• _Required work_
A. Answer these questions from the forum post on JMC and native images.
(i) Which MXBean does the poster name among those inspected on the MBean server?
(ii) What action makes JMC throw an error?
(iii) With what was a quarkus demo app launched and able to start jfr?
B. Translate this sentence from the forum post on JMC and native images into Spanish: "After connection, I can inspect all the MBeans on the MBean server fine (including FlightRecorderMXBean)."
C. List every bracketed reference marker that appears in the forum post on JMC and native images.

Yup, I don't experience issues connecting to a native image executable (quarkus or otherwise) with JMC. After connection, I can inspect all the MBeans on the MBean server fine (including FlightRecorderMXBean). However, JMC does throw an error when I try to use the flight recorder wizard. image

That error message comes up in the recording wizard [0] looking for the type of the jvm type [1] [2]. I just noticed that the jvmtype for other goes unchecked, and I'm wondering if that's where this is falling into.

I'm not too familiar with graalvm, but tried launching a quarkus demo app with the graalvm-ce [3] and it was able to start jfr. @roberttoyonaga Is there a place to easily grab (or build?) a copy of the graalvm you're using here?

• _Stored rows_
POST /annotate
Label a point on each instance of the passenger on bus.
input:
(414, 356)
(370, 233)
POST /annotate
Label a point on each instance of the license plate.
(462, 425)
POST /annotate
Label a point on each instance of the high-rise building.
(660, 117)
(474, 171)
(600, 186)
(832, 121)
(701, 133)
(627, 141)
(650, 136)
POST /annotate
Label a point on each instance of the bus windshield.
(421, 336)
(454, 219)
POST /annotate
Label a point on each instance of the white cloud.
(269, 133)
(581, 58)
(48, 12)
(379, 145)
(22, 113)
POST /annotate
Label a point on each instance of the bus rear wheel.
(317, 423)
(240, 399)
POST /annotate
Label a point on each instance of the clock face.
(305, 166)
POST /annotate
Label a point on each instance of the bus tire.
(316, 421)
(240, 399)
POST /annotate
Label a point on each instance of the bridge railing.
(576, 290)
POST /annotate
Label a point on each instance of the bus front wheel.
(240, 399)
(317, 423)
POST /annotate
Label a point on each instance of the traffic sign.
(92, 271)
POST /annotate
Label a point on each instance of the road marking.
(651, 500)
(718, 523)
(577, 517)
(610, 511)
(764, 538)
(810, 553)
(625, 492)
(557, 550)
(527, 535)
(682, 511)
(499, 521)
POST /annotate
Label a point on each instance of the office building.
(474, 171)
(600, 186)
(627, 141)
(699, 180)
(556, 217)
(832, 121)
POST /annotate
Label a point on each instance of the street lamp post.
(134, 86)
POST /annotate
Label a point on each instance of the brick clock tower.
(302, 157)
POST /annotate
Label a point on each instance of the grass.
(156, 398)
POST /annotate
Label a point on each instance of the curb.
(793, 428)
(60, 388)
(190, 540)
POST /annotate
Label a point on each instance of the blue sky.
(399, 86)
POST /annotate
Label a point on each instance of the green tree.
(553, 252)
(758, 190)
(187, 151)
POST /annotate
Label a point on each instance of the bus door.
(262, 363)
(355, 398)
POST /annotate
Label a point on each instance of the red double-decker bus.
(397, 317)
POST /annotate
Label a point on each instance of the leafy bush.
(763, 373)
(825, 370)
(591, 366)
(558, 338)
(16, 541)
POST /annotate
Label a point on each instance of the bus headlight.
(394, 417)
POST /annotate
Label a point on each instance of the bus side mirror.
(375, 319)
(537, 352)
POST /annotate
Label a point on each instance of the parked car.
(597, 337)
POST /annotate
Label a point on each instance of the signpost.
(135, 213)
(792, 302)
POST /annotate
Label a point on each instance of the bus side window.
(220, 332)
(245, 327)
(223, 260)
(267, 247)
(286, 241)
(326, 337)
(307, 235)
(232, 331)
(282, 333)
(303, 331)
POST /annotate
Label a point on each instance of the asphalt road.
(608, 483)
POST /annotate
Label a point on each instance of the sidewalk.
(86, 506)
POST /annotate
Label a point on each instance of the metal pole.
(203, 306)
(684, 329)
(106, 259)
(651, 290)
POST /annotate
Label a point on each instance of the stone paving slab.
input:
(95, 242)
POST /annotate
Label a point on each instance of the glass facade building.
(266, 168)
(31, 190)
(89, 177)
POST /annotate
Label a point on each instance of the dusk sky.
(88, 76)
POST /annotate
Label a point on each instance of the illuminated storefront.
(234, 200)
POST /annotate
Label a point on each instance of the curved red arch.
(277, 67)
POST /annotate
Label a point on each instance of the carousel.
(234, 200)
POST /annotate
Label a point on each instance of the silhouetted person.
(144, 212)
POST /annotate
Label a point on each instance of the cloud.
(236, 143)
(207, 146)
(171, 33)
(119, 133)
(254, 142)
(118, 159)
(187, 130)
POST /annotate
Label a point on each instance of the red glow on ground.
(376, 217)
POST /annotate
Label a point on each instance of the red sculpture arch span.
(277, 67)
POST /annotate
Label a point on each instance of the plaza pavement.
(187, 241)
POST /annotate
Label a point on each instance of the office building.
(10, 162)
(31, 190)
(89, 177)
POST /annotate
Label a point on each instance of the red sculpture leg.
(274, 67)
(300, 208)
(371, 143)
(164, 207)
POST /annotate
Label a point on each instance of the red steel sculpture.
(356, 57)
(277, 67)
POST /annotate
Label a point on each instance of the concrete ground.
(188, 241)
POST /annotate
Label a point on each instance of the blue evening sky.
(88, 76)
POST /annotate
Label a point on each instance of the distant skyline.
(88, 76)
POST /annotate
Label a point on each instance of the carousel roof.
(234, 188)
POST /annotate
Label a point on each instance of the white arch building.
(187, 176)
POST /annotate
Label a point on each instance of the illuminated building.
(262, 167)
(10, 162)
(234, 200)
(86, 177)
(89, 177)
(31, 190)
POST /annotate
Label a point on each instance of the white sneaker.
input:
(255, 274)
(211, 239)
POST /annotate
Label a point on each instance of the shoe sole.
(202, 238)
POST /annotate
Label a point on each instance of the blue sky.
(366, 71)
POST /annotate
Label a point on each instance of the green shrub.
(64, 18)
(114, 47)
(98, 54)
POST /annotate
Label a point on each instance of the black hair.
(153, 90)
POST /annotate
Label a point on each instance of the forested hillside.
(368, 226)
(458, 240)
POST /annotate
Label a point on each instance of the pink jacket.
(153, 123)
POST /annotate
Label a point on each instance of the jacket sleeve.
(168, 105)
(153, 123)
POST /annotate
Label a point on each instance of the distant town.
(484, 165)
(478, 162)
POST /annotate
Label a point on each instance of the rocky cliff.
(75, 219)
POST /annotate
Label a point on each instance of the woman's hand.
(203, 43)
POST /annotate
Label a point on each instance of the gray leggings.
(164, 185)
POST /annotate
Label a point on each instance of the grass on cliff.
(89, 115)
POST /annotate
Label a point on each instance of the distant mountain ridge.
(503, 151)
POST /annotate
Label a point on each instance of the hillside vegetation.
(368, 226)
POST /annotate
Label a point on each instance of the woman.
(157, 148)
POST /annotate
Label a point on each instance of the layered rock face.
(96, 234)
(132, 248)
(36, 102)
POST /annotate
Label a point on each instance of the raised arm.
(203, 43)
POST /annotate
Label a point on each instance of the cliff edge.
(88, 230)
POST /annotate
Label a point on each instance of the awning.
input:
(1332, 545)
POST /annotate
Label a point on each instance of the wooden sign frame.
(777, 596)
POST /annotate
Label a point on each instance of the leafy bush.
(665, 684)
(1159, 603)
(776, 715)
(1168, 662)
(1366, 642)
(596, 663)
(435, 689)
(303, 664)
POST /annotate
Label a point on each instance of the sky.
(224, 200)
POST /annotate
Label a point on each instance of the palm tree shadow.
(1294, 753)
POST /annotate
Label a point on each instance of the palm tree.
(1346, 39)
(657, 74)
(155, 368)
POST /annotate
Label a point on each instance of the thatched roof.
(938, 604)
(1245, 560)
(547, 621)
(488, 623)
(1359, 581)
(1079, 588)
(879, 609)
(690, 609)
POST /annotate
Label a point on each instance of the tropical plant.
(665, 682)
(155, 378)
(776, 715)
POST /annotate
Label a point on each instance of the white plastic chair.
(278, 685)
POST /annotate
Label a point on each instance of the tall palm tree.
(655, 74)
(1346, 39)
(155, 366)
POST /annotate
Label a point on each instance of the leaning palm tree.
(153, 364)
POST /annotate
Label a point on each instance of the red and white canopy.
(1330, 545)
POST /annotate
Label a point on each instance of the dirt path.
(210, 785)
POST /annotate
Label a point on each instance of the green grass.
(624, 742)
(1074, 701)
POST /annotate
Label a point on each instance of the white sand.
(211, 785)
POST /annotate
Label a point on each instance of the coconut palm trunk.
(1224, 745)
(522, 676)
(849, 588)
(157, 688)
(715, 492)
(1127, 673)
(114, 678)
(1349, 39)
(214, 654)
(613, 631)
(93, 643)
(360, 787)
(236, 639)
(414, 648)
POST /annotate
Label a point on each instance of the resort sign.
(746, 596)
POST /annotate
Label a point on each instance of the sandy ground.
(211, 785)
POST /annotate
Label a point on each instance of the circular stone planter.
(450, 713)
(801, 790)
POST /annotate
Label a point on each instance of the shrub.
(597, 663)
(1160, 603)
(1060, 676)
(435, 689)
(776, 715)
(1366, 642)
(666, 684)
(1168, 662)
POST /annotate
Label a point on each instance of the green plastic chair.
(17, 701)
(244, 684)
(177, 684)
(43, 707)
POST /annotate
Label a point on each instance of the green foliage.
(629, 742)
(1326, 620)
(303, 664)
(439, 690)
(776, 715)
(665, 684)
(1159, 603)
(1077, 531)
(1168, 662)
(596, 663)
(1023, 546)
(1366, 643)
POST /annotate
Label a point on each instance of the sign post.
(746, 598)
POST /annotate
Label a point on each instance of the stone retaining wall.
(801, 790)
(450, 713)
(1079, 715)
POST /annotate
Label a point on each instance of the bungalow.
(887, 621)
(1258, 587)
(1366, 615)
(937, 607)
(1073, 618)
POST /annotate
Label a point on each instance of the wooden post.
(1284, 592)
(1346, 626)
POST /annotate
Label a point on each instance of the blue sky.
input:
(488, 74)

• _Replies_
A.
(i) FlightRecorderMXBean
(ii) Trying to use the flight recorder wizard
(iii) graalvm-ce

B. Después de la conexión, puedo inspeccionar sin problemas todos los MBeans del servidor MBean (incluido FlightRecorderMXBean).

C. [0], [1], [2], [3]